BRIEF: Repeat the data below with no changes.

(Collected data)
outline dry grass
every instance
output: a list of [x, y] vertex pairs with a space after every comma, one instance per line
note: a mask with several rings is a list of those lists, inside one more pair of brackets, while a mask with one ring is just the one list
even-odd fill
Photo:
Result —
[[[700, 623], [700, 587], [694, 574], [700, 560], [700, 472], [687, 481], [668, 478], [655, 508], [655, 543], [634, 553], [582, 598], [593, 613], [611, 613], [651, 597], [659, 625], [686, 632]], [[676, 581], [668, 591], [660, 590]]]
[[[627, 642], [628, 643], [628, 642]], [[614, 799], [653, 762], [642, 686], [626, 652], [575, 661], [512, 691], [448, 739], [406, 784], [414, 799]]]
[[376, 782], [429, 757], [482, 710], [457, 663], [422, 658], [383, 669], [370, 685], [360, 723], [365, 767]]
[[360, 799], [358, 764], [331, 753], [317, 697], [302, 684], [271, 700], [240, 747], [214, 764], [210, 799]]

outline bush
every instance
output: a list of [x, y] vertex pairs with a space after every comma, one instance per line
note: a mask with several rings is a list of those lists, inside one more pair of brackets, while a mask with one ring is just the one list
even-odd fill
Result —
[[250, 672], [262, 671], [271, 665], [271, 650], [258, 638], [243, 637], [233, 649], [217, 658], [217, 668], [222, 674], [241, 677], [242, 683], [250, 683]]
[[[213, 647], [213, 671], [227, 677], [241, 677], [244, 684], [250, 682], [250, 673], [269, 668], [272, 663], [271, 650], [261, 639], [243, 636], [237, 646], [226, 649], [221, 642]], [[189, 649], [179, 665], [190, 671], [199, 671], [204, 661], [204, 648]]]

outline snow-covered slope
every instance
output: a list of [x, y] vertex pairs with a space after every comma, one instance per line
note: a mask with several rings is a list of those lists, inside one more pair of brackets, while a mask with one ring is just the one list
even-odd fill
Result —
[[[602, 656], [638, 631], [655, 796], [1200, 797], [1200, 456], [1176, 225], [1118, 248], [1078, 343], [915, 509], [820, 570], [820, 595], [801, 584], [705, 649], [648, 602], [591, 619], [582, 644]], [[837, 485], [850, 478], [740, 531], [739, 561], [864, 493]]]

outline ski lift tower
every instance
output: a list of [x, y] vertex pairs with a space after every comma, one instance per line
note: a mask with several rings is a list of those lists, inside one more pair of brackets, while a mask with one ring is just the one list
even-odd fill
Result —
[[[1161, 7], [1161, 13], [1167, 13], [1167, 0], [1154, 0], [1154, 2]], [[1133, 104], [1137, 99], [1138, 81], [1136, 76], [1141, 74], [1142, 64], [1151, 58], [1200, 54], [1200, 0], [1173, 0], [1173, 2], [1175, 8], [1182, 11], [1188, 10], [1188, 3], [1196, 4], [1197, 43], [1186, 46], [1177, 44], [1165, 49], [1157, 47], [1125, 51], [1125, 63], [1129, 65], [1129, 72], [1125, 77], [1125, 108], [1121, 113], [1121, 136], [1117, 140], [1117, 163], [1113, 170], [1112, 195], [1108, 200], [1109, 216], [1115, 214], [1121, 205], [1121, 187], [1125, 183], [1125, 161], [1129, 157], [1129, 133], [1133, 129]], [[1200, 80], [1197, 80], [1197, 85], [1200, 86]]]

SOLUTION:
outline dry grass
every instance
output: a list of [x, y] vertex pairs with a space after every comma, one instance per line
note: a mask with several rings is a list of those lists, inside one more pair of brackets, while a mask with one ring is just the one list
even-odd fill
Photo:
Result —
[[[700, 623], [700, 587], [694, 574], [700, 560], [700, 472], [687, 481], [668, 478], [655, 508], [655, 543], [634, 553], [582, 598], [593, 613], [611, 613], [651, 597], [659, 625], [686, 632]], [[676, 581], [668, 591], [660, 590]]]
[[[627, 642], [628, 643], [628, 642]], [[614, 799], [653, 762], [642, 686], [626, 652], [575, 661], [512, 691], [448, 739], [406, 784], [414, 799]]]
[[376, 782], [429, 757], [482, 710], [457, 663], [422, 658], [383, 669], [370, 685], [360, 723], [365, 767]]
[[360, 799], [358, 764], [331, 753], [317, 697], [302, 684], [271, 700], [240, 747], [214, 764], [210, 799]]

outline bush
every instance
output: a list of [x, y] vertex pairs with a space after every comma, one instance per line
note: a mask with several rings is a list of those lists, inside one more pair of brackets, while a mask with one ring is just the one list
even-odd fill
Result —
[[250, 672], [262, 671], [271, 665], [271, 650], [258, 638], [243, 637], [233, 649], [217, 658], [217, 668], [222, 674], [241, 677], [242, 683], [250, 683]]
[[[213, 647], [213, 671], [227, 677], [241, 677], [244, 684], [250, 682], [250, 673], [269, 668], [272, 663], [271, 650], [261, 639], [243, 636], [237, 646], [226, 649], [221, 642]], [[189, 649], [179, 665], [190, 671], [199, 671], [204, 661], [204, 648]]]

outline snow-covered slope
every instance
output: a list of [x, y] vertex pairs with a space after every comma, one instance per line
note: a mask with several rings is a list of those lists, inside one more pair of brackets, while a mask with one ring is just the one list
even-odd fill
Result —
[[[602, 656], [638, 631], [655, 796], [1200, 797], [1200, 456], [1176, 225], [1118, 248], [1078, 343], [915, 509], [820, 570], [820, 595], [801, 584], [705, 649], [648, 602], [591, 619], [582, 644]], [[837, 485], [850, 478], [740, 531], [739, 561], [864, 493]]]

outline ski lift tower
every instance
output: a list of [x, y] vertex pairs with a space after every comma, one instance per line
note: a mask with several rings is a list of those lists, inside one more pair of brackets, while a mask with one ring is just the one list
even-odd fill
Result —
[[[1161, 7], [1161, 13], [1167, 13], [1167, 0], [1154, 0], [1154, 2]], [[1133, 104], [1137, 99], [1138, 81], [1136, 76], [1141, 74], [1142, 64], [1151, 58], [1200, 54], [1200, 0], [1173, 0], [1173, 2], [1175, 8], [1182, 11], [1188, 10], [1188, 3], [1196, 4], [1197, 43], [1186, 46], [1177, 44], [1165, 49], [1157, 47], [1125, 51], [1125, 63], [1129, 65], [1129, 72], [1125, 77], [1125, 108], [1121, 113], [1121, 136], [1117, 140], [1117, 163], [1113, 170], [1112, 195], [1108, 200], [1109, 216], [1115, 214], [1121, 205], [1121, 187], [1125, 183], [1125, 161], [1129, 157], [1129, 133], [1133, 129]], [[1200, 80], [1197, 80], [1197, 85], [1200, 86]]]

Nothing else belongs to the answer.